# Short problem:
Starting from the line that contains "Expected behaviour: for every instance of the tree", reproduce each line exactly through the end of the material, and include no other lines.

━━━ Given entries ━━━

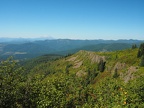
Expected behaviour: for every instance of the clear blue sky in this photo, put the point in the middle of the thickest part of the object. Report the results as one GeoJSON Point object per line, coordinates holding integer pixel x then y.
{"type": "Point", "coordinates": [73, 19]}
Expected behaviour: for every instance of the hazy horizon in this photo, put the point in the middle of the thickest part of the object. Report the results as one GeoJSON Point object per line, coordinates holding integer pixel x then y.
{"type": "Point", "coordinates": [72, 19]}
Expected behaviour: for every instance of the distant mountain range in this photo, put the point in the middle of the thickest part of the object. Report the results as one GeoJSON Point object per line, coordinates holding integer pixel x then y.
{"type": "Point", "coordinates": [22, 48]}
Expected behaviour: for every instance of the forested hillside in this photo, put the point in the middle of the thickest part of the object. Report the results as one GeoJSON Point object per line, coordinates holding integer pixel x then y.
{"type": "Point", "coordinates": [25, 49]}
{"type": "Point", "coordinates": [85, 79]}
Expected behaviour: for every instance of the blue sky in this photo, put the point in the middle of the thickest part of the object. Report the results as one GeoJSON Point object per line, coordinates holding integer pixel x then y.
{"type": "Point", "coordinates": [73, 19]}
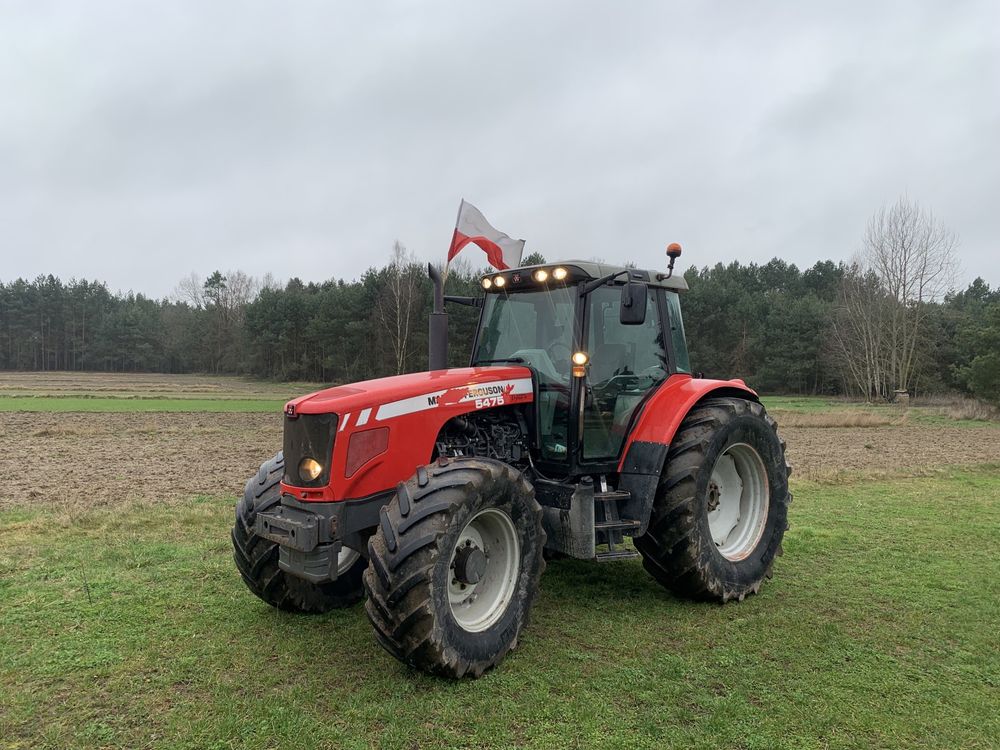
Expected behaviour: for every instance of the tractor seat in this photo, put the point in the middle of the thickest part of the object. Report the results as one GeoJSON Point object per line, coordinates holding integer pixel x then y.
{"type": "Point", "coordinates": [606, 361]}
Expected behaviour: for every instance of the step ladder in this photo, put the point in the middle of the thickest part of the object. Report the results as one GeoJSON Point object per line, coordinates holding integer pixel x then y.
{"type": "Point", "coordinates": [609, 526]}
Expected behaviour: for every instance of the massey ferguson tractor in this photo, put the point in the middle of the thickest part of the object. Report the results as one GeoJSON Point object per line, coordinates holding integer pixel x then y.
{"type": "Point", "coordinates": [437, 496]}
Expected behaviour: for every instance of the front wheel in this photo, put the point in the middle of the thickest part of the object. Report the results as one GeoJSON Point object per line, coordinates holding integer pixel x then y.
{"type": "Point", "coordinates": [721, 507]}
{"type": "Point", "coordinates": [455, 565]}
{"type": "Point", "coordinates": [257, 558]}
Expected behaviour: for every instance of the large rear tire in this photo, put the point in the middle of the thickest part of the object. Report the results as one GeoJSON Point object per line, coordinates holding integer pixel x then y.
{"type": "Point", "coordinates": [455, 566]}
{"type": "Point", "coordinates": [721, 506]}
{"type": "Point", "coordinates": [257, 558]}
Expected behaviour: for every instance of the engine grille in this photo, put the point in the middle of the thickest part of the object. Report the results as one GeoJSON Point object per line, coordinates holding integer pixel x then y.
{"type": "Point", "coordinates": [309, 436]}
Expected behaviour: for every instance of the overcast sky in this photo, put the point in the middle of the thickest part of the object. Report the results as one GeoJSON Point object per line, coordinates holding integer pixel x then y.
{"type": "Point", "coordinates": [142, 141]}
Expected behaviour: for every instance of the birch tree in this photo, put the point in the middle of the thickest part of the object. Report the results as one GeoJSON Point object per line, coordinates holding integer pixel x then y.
{"type": "Point", "coordinates": [906, 262]}
{"type": "Point", "coordinates": [398, 303]}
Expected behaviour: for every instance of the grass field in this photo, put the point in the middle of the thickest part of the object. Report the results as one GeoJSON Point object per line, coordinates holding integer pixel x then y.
{"type": "Point", "coordinates": [124, 624]}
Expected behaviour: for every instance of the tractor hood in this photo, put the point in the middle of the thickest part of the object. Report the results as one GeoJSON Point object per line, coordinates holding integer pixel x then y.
{"type": "Point", "coordinates": [385, 398]}
{"type": "Point", "coordinates": [386, 428]}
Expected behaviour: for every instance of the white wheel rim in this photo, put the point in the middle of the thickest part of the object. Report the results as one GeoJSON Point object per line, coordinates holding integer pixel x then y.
{"type": "Point", "coordinates": [478, 606]}
{"type": "Point", "coordinates": [738, 500]}
{"type": "Point", "coordinates": [345, 559]}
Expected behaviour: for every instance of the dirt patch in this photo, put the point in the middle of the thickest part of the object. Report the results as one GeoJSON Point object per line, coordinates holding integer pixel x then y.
{"type": "Point", "coordinates": [145, 385]}
{"type": "Point", "coordinates": [76, 461]}
{"type": "Point", "coordinates": [840, 452]}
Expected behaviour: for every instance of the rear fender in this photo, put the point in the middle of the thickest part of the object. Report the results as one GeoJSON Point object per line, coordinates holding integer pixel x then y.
{"type": "Point", "coordinates": [652, 433]}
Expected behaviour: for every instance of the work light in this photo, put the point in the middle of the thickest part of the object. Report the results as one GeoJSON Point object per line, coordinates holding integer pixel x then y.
{"type": "Point", "coordinates": [309, 469]}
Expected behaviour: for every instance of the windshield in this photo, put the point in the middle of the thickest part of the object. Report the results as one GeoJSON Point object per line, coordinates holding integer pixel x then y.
{"type": "Point", "coordinates": [534, 326]}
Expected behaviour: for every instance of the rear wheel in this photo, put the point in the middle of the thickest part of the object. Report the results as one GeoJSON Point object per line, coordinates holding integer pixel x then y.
{"type": "Point", "coordinates": [722, 503]}
{"type": "Point", "coordinates": [257, 558]}
{"type": "Point", "coordinates": [455, 565]}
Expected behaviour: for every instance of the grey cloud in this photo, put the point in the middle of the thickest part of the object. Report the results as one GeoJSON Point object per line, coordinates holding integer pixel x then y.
{"type": "Point", "coordinates": [139, 143]}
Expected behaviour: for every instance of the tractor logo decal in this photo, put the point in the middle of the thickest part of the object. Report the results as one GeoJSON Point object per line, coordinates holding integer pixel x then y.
{"type": "Point", "coordinates": [483, 395]}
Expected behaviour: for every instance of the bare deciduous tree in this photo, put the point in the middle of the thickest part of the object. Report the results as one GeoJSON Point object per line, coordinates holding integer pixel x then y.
{"type": "Point", "coordinates": [906, 261]}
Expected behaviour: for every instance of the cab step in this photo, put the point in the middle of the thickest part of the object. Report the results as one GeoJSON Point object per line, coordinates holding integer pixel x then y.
{"type": "Point", "coordinates": [612, 496]}
{"type": "Point", "coordinates": [625, 526]}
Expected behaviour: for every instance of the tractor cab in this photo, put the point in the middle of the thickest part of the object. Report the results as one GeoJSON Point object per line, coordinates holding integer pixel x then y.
{"type": "Point", "coordinates": [598, 340]}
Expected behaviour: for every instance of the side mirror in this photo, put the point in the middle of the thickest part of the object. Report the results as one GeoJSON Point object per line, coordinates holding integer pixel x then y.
{"type": "Point", "coordinates": [633, 307]}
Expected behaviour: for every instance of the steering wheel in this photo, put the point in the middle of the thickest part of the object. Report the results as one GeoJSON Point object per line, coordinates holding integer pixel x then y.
{"type": "Point", "coordinates": [559, 360]}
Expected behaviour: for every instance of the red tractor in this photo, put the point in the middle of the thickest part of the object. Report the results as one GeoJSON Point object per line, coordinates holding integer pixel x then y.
{"type": "Point", "coordinates": [437, 495]}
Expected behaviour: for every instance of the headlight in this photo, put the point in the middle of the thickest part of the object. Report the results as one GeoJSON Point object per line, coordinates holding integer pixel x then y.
{"type": "Point", "coordinates": [309, 469]}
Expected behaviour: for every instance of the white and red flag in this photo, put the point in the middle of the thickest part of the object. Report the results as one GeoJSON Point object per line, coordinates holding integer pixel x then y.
{"type": "Point", "coordinates": [472, 228]}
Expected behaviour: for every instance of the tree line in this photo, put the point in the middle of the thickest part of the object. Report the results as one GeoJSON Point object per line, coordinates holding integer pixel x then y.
{"type": "Point", "coordinates": [880, 324]}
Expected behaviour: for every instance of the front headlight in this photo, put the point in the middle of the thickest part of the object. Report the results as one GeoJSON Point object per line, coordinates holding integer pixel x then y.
{"type": "Point", "coordinates": [309, 469]}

━━━

# Reply to the exercise:
Expected behaviour: for every instance of the tree line in this photo, put the point in the middle of the thickest part of the object. Report the results as one GeoJSON Point object per line, coordinates holding integer pixel x then y.
{"type": "Point", "coordinates": [880, 324]}
Expected behaviour: for every instance of the front headlight in this photo, put the point in the middle of the thickest part of the object. Report the results as one GeoJSON Point object per line, coordinates holding integer pixel x then y.
{"type": "Point", "coordinates": [309, 469]}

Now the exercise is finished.